* _What is expected_
Beginning with the line that contains "Annotate each instance of the window", extract each line through the end of the listing below, with no additions or omissions.
*** Supplied data ***
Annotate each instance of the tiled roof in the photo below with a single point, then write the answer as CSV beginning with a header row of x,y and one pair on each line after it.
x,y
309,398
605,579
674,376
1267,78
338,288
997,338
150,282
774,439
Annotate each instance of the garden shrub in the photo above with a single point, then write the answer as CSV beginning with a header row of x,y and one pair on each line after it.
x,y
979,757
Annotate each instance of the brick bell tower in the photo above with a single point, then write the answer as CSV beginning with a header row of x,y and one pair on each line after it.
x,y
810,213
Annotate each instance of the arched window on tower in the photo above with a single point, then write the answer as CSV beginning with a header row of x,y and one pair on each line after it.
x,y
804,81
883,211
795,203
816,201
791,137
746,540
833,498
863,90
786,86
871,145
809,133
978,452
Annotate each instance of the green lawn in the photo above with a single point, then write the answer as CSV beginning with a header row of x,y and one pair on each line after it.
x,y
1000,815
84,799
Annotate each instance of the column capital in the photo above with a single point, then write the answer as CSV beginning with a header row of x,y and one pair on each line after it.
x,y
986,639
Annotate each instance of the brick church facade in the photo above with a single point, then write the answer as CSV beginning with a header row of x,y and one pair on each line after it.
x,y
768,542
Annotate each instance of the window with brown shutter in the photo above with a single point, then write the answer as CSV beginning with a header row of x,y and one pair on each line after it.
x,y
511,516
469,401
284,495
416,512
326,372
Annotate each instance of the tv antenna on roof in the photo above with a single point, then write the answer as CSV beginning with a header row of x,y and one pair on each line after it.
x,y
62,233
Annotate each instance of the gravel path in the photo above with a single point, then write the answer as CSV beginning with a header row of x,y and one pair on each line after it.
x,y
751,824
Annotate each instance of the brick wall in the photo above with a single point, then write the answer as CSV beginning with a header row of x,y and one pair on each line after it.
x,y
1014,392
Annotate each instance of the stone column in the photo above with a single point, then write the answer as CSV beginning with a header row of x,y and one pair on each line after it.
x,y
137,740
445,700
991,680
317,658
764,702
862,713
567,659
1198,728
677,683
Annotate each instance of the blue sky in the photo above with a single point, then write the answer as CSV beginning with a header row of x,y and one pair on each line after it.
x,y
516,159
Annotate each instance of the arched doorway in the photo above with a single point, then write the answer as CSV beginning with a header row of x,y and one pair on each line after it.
***
* _Solution for this problem_
Annotate each instance of the window with brown shutter in the photo above with a single point, then write the answer as CSV beginning with a header row of x,y and one pair on each line after it.
x,y
511,516
469,401
284,495
416,512
326,372
Annotate each instance of the tv antenna on roof in the photo above with a single point, then write the answer as CSV beginning with a header row of x,y and one pair on each line after it.
x,y
62,233
Annotate each instance of the gravel path in the photo above with a single point, then write the answer as CSV beginning with a header row of x,y and one pair on each line after it.
x,y
751,824
Annotate each instance of the brick wall in the photo above with a single point, then write the answer as CSV beginning with a header row of x,y and one pair on each line after it.
x,y
1014,392
Annotate each instance of the stone column in the photo above with a single point, then write the answer as CSV beginning with a header row of x,y and one pair on each line after it.
x,y
137,740
445,700
991,680
317,658
764,702
862,713
567,659
1198,728
677,683
Annotate each instance of the blue sky in the photo above with a single point, then write the answer as CSV beginning with a header row of x,y and one pair on each line after it.
x,y
516,159
Annotate each instance of the arched doorway in the photo above with a single point, then write the answer as CSV beginning with a header row of x,y and one pair on each line after it.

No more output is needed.